▶ _Task details_: Search the listing for the word "mouth" and say how many lines have it, nothing besides.

▶ _Input material_:
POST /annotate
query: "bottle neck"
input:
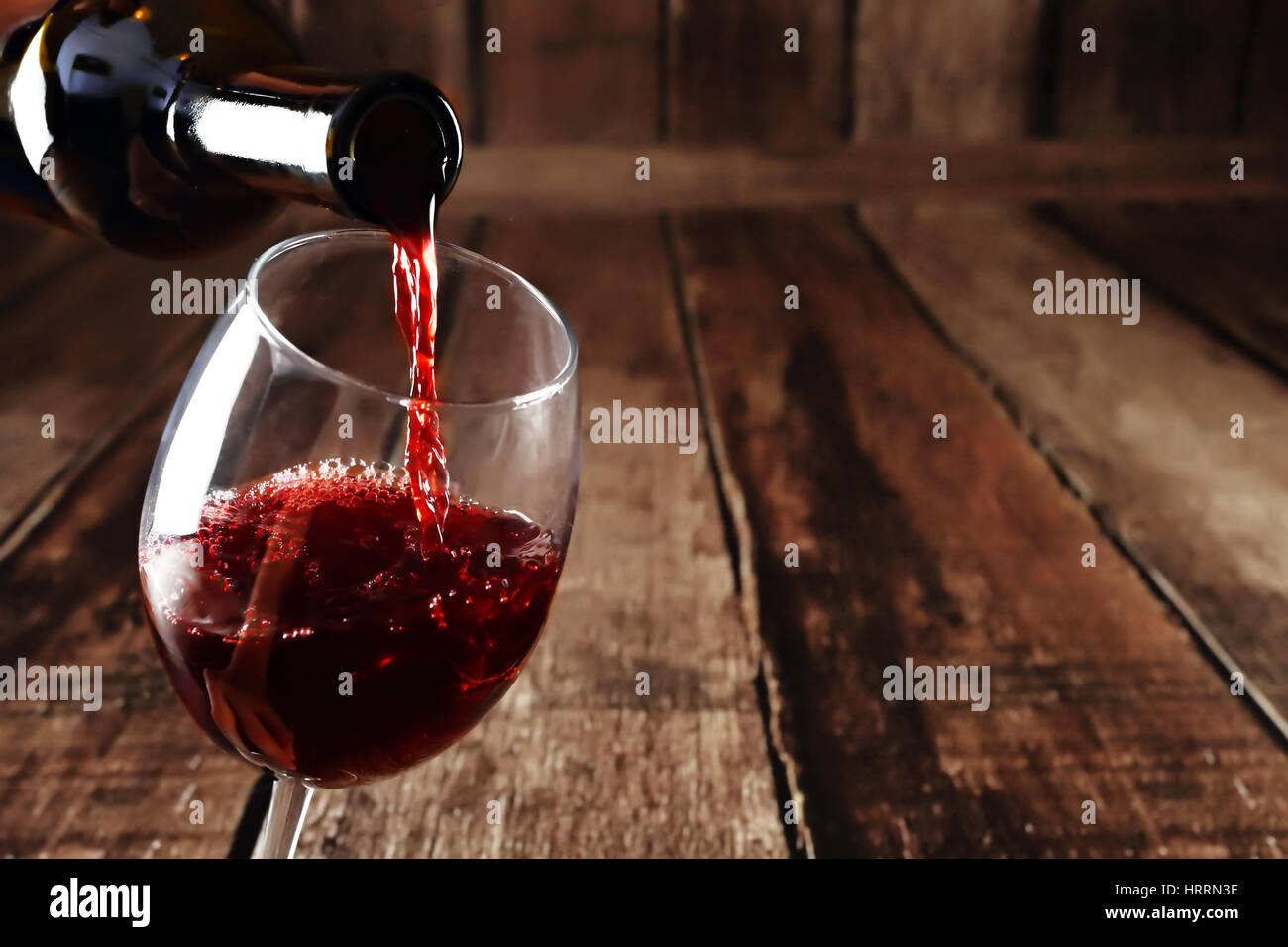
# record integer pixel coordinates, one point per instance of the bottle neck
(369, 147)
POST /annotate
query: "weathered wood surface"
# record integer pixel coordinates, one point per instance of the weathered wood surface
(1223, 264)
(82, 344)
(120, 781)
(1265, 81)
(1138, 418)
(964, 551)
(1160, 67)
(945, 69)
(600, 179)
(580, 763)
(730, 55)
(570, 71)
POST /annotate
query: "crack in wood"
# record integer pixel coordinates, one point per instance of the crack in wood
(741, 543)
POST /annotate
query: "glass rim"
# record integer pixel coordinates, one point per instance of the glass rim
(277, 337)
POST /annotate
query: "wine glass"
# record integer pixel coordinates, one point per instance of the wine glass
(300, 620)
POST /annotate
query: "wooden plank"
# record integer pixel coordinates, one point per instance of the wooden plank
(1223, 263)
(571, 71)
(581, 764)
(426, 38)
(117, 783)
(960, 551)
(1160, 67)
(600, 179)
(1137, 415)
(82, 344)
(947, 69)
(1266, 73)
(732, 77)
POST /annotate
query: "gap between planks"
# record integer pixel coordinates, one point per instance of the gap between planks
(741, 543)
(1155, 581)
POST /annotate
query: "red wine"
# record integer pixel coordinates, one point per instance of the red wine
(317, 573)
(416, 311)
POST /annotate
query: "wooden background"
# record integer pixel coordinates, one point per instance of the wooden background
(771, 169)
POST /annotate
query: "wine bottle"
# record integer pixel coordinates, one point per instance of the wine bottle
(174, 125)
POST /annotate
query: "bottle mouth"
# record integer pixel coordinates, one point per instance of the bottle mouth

▶ _Completed exercise_: 2